## [PROMPT]
The answer must be an exact restatement of all the data.

## [DATA TO EXAMINE]

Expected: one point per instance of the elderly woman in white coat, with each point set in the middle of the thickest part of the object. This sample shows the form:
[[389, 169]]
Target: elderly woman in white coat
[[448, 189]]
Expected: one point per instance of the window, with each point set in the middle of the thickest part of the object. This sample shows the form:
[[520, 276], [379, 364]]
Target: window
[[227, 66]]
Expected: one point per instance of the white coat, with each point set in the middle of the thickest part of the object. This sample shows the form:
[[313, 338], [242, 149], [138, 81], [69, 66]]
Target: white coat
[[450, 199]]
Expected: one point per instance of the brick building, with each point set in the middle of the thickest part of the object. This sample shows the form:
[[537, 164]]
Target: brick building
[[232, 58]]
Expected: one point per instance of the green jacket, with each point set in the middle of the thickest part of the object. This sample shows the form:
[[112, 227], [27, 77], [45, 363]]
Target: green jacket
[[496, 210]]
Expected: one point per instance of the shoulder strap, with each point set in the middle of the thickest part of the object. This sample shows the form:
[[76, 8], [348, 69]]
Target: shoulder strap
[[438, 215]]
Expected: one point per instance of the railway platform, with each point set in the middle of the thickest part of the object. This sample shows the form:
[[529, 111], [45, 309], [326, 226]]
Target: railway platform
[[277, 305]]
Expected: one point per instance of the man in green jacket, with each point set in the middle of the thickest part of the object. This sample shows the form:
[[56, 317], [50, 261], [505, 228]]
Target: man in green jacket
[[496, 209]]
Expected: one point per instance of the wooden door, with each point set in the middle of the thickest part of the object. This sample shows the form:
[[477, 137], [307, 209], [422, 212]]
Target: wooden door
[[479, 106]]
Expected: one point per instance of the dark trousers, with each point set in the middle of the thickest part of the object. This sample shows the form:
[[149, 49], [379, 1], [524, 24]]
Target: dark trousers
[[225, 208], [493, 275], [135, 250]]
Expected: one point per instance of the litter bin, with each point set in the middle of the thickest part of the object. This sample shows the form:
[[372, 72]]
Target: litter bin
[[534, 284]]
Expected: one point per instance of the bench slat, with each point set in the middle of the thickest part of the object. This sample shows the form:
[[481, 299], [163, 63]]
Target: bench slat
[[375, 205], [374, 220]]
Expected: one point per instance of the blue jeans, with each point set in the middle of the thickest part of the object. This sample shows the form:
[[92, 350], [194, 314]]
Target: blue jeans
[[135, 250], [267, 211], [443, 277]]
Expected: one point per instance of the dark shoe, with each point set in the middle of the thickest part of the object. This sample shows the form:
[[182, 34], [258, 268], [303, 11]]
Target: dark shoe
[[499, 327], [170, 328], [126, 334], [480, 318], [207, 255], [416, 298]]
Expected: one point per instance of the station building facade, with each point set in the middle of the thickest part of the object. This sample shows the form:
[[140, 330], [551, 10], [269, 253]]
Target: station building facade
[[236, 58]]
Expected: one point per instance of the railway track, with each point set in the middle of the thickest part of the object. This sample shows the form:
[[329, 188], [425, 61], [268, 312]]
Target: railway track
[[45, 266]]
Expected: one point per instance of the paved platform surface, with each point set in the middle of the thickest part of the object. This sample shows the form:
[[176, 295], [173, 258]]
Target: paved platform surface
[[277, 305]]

## [TASK RESULT]
Expected: one point per instance of the elderly woman in white coat, with each point set in the middle of the thickest part of the object. This sample shows the form:
[[389, 169]]
Target: elderly woman in white coat
[[448, 189]]
Expected: one point per instance of the window, with each point set in the middle of the thickest part of the object. This sample shows the form:
[[520, 276], [379, 364]]
Target: window
[[227, 66]]
Expected: one point per instance of the white coat, with each point set in the middle of the thickest part of the object. This sample shows the form:
[[313, 338], [242, 149], [138, 81], [69, 66]]
Target: white coat
[[450, 199]]
Expected: one point per instance of the brick building, with each point set in the middle of the thickest part of the object. This sample shows the form:
[[537, 164]]
Target: brick building
[[232, 58]]
Expected: one point per instance of the green jacket, with each point set in the middle of the thickest part of the object. This sample shows the form:
[[112, 227], [27, 77], [45, 363]]
Target: green jacket
[[496, 210]]
Expected: one point per instance of the shoulder strap, with each point set in the middle of the thickest part of the object. This sample shows the form:
[[76, 8], [348, 69]]
Target: shoulder strap
[[438, 215]]
Expected: one point per instance of the railway platform, with each point set in the middle of the thickest part of the object. This sample shows the form:
[[529, 111], [45, 309], [326, 226]]
Target: railway platform
[[277, 305]]
Expected: one point per instance of the man in green jacket, with each point set in the middle of the thickest part of the object. This sample shows the form:
[[56, 317], [50, 261], [505, 228]]
Target: man in green jacket
[[496, 209]]
Expected: one point per instance of the wooden door, with each point set in the middle of the thickest part of the object. This sample shows the form:
[[477, 137], [307, 209], [422, 212]]
Target: wooden door
[[479, 106]]
Expected: one point per instance of the dark trousers, with each point set in the middle of the thickest part of the object. This sample shows the form:
[[149, 49], [379, 1], [524, 24]]
Target: dark trousers
[[225, 208], [493, 275], [135, 250]]
Expected: one point per instance of the litter bin, with each point set in the middle of the thickest part of the object. This sample shows the form:
[[372, 72]]
Target: litter bin
[[534, 284]]
Expected: one point per instance of the bench slat, with each point set in the middle of the thickest part of the object. This sample shows the form:
[[481, 299], [163, 63]]
Target: bench slat
[[375, 205], [374, 220]]
Expected: one point per instance of the blue jeans, with each point set in the middle of the thickest part of the object. This sample shows the form:
[[92, 350], [194, 314]]
Target: blue jeans
[[135, 250], [267, 211], [443, 277]]
Expected: one point per instance of the dark shoe, with each point set in the middle of the thickest part of the object. This sample shows the form:
[[182, 34], [258, 268], [303, 11]]
Target: dark shoe
[[499, 327], [170, 328], [126, 334], [480, 318], [207, 255], [416, 298]]
Expected: one point per instance of the station building facade, with each point set in the middle of the thickest part of the object. This sample shows the form:
[[140, 330], [551, 10], [269, 253]]
Target: station building facade
[[236, 58]]
Expected: one point per instance of the railway track, with each point set in the middle of the thickest part of the object. This sample shows the form:
[[329, 188], [425, 61], [268, 312]]
Target: railway track
[[45, 266]]
Expected: one point per instance of the paved platform surface, with each point set in the middle of the thickest part of the object. This sample shows the form:
[[176, 295], [173, 258]]
Target: paved platform surface
[[277, 305]]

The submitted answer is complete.